- _ACTIVITY 1_:
Answer these from the Mojiang mine comment:
(a) What does the TG in RaTG13 refer to?
(b) How many of the six miners who fell ill died?
(c) Which two antibody types do the reports on the miners' cases mention?
- _ACTIVITY 2_: Carry the Mojiang mine comment forward from its fourth numbered point, in the same voice.

- _TEXT EXCERPT_:

BEGIN

I can’t find the link but the virus they took from sick miners to study and what is now called covid-19 were 95-99% the same. A fellow did their masters thesis on it in 2016 or so
Couple of clarifications. (The fact that the term 'Mojiang' does not show up in the comments yet is telling about where awareness currently is on the topic).
1. RaTG13 came from the copper mine in Mojiang in 2013. (The TG in RaTG13 refers to TongGuan, a township in Mojiang, all per Shi Zhengli's accounting of the sequence's provenance).
2. Prior to which and also in 2013, six miners in this same Mojiang mine came down deftly ill with a respiratory illness. Three of them died from their illness.
3. One report on their cases says they had IgM antibodies to SARS. Another report says they had IgG.
4. There's been no data to support Shi Zhengli's assertion that they died of a fungal infection. (That said, independent of her account, there is a background precedent that there have been examples of people who have had strong fungal infections from exposure to bat guano in certain caves).

END

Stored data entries
BEGIN

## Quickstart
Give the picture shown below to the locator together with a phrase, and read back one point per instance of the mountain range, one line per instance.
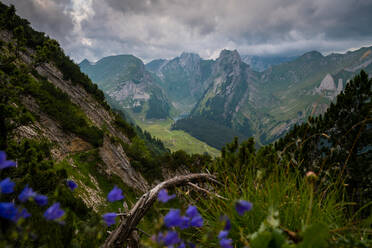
(228, 94)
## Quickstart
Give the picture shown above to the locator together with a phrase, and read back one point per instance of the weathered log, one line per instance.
(122, 233)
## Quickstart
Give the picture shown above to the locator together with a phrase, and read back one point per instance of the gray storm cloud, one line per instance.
(164, 28)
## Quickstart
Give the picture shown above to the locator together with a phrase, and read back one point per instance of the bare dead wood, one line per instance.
(122, 233)
(205, 191)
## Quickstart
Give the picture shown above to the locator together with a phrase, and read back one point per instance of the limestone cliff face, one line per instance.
(129, 85)
(114, 158)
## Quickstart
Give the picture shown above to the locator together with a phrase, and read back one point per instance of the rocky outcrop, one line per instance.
(113, 156)
(125, 79)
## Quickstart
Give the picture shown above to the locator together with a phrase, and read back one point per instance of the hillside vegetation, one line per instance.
(69, 165)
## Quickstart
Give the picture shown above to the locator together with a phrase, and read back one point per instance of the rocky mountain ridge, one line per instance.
(128, 85)
(263, 104)
(113, 159)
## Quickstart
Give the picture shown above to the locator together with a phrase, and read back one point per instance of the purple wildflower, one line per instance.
(109, 218)
(223, 235)
(71, 184)
(182, 245)
(185, 222)
(5, 163)
(21, 214)
(54, 212)
(227, 222)
(197, 221)
(6, 186)
(192, 245)
(115, 194)
(26, 193)
(171, 238)
(242, 206)
(8, 210)
(164, 197)
(158, 238)
(41, 200)
(173, 218)
(192, 211)
(226, 243)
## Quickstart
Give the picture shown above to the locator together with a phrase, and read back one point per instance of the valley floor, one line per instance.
(175, 139)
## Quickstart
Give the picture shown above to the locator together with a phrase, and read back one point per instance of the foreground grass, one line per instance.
(289, 209)
(175, 139)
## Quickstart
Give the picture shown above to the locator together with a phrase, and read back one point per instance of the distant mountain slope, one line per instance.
(182, 78)
(261, 63)
(128, 84)
(267, 104)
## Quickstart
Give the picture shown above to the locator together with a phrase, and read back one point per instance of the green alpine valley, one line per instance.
(230, 150)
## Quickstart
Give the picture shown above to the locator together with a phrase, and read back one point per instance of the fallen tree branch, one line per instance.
(205, 191)
(122, 233)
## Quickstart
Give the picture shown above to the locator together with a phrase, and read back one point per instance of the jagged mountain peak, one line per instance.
(312, 54)
(229, 53)
(229, 57)
(85, 62)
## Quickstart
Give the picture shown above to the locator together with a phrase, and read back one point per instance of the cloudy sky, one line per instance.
(164, 28)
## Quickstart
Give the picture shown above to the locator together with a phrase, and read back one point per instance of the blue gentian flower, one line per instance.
(109, 218)
(26, 193)
(71, 184)
(227, 222)
(243, 206)
(115, 194)
(54, 212)
(6, 186)
(41, 200)
(5, 163)
(192, 211)
(164, 197)
(197, 221)
(223, 234)
(192, 245)
(171, 238)
(8, 210)
(21, 214)
(182, 245)
(185, 223)
(159, 238)
(173, 218)
(226, 243)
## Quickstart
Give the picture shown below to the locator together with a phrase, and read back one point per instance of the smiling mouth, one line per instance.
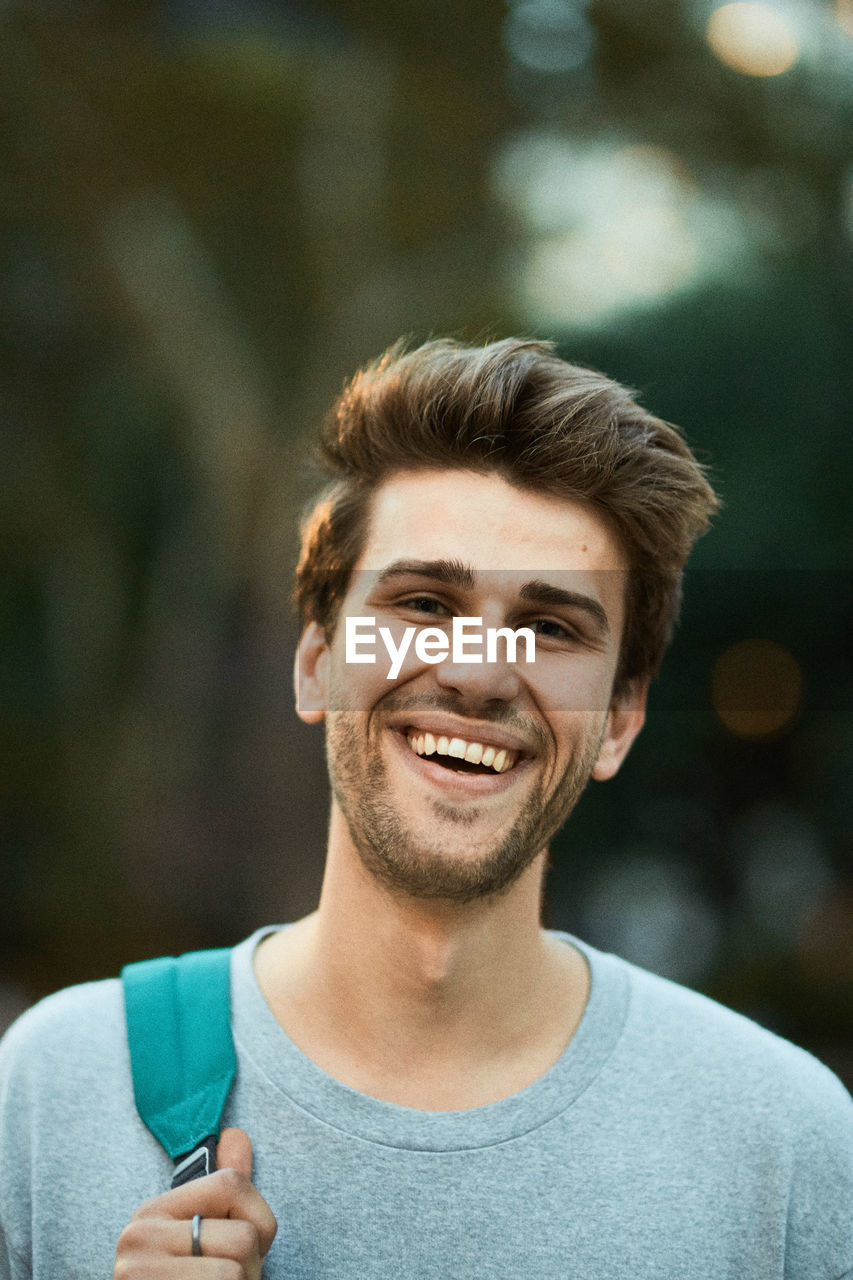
(461, 755)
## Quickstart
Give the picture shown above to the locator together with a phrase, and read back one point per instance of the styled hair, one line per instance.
(516, 410)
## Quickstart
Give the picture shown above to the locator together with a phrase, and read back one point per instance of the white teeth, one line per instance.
(501, 759)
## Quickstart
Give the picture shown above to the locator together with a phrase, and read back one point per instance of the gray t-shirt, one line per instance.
(671, 1141)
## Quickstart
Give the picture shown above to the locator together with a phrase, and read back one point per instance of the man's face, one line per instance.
(454, 776)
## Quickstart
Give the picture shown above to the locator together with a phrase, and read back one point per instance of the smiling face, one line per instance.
(454, 776)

END

- _EXERCISE ANSWER 1_:
(a) TongGuan, a township in Mojiang.
(b) Three.
(c) IgM and IgG.

- _EXERCISE ANSWER 2_:
5. Shi Zhengli's team returned to the same Mojiang cave again and again to sample for viruses from the mine's bats and rodents. (Goal for this and the broad purpose of her teams' research is to demonstrate for pandemic prevention purposes which viruses are evolutionarily close enough to be able to hop to humans).
Multiple coronaviruses gathered from this mine remain unpublished, despite a year into the pandemic and an entire WHO-convened study group to Wuhan.
https://twitter.com/jbloom_lab/status/1372383456081027076?s=...
(source: Bloom Lab of Fred Hutch Institute)
If you're interested in learning more, I would highly recommend following members of the Washington Post-cited DRASTIC team.
The DRASTIC folks, some of them postdocs themselves, have been at this for a year, gathering & archiving evidence like the case reports described above (that unsurprisingly typically become scrubbed from the source after getting brought to light).